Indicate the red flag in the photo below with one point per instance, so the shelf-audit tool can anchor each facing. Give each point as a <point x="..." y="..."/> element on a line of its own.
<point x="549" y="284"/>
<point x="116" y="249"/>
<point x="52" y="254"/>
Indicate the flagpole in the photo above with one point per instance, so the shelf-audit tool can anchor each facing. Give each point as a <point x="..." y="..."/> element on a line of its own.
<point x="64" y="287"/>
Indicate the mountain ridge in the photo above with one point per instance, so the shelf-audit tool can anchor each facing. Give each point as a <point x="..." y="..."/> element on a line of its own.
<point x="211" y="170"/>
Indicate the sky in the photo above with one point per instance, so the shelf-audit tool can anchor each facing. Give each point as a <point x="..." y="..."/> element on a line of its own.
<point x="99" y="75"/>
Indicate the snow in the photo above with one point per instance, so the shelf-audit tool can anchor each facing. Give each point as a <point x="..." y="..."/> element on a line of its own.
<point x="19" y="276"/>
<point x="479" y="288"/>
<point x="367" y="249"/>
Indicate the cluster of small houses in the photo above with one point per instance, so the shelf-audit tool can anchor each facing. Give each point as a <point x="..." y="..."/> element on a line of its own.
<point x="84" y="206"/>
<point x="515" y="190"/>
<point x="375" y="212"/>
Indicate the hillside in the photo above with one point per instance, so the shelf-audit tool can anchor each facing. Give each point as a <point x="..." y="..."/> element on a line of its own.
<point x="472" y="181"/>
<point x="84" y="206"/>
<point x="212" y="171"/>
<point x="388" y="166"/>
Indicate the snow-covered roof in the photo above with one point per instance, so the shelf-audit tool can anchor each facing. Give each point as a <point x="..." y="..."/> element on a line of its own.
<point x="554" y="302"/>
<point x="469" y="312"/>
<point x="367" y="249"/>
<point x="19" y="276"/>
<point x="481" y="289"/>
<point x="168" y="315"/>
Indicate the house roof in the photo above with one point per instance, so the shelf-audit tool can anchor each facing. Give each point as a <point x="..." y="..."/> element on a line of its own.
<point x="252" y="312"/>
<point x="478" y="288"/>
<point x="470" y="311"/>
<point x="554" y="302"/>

→ **Problem requirements**: Return all of the lines above verbatim, in their original order.

→ **Solution for this task**:
Indicate the red flag in the photo below with one point per instance, so the shelf-audit tool can anchor each facing. Give each point as a <point x="..." y="..."/> element on a line of its own.
<point x="549" y="284"/>
<point x="116" y="249"/>
<point x="52" y="254"/>
Indicate the flagpole in the photo above with one point per instance, so the shelf-audit tool can anchor each facing. Give each point as a <point x="..." y="..."/> element on a line of its own.
<point x="64" y="287"/>
Indicate the mountain ridge in the photo above with one point per instance, so the shelf-audit tool can anchor each facing. Give each point as a <point x="..." y="..."/> element on a line of its own.
<point x="211" y="170"/>
Indicate the sky in the photo above with one point per instance, so the shelf-audit tool can anchor each facing. Give each point as a <point x="..." y="..."/> element on a line of its own.
<point x="99" y="75"/>
Indicate the snow in the photo above with one point per instance, so the shelf-audit tool can anchor each facing. Give each point as a <point x="..." y="..."/> element on a line of its own.
<point x="19" y="276"/>
<point x="479" y="288"/>
<point x="367" y="249"/>
Indicate the cluster of small houses in the photo above with one point per instance, so the shelf-audit tool can anchor each facing. Give each point as a <point x="..." y="..."/> element on a line of its own.
<point x="84" y="206"/>
<point x="515" y="190"/>
<point x="375" y="212"/>
Indicate the hillside in the photo above with one point per instance, so the shelf-audit tool can anchor each facing. Give each point as a <point x="..." y="..."/> element on a line of its own.
<point x="472" y="181"/>
<point x="84" y="206"/>
<point x="212" y="171"/>
<point x="388" y="166"/>
Indicate the snow-covered roof in the photo above with one point per instance, so the shelf-audit tool can anchor each facing. Give each point as a <point x="..." y="..."/> element on a line of its own.
<point x="554" y="302"/>
<point x="469" y="312"/>
<point x="367" y="249"/>
<point x="19" y="276"/>
<point x="481" y="289"/>
<point x="168" y="315"/>
Indicate the house roof in the photo above with one point per instance, so the shelf-audit tool can anchor each facing. Give each point as a <point x="..." y="..."/> element on a line of its own.
<point x="252" y="312"/>
<point x="478" y="288"/>
<point x="470" y="311"/>
<point x="554" y="302"/>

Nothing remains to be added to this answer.